Recorded information:
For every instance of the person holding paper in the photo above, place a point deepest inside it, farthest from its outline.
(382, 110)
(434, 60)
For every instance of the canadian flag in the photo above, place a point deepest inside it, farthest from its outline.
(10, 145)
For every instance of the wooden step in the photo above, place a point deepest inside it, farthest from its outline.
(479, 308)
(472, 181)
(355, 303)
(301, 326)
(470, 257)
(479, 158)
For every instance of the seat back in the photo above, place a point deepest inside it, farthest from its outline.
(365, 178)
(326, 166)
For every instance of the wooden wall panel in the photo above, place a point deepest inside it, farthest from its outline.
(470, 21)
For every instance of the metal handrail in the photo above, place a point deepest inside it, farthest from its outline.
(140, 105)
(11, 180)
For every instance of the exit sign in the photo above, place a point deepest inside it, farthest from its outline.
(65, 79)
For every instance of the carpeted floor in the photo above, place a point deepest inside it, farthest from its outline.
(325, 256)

Objective:
Using the material above, extract the line that contains "For every instance of the wooden step" and every line after it, exactly as given; stop at the last line.

Expected answer:
For every instance of the wooden step in the photo above, place a point deepest inside it, farthest from its outline.
(479, 308)
(472, 181)
(355, 303)
(301, 326)
(470, 257)
(479, 158)
For every instance of the seat back in the photo above, place a point deepest inside it, farthest from its outline.
(365, 178)
(326, 166)
For every instance of the wooden wall panel in the photo above, place a point deepest inside it, farthest from its outline.
(470, 21)
For every instance of the metal handrail in the photo above, place a point deepest inside it, farthest from its outline.
(140, 105)
(11, 180)
For every instance of the exit sign in the photo above, place a point deepest inside it, farthest from its outline.
(65, 79)
For every instance of the carpeted floor in the photo above, place a point deepest inside it, farthest from its outline.
(325, 256)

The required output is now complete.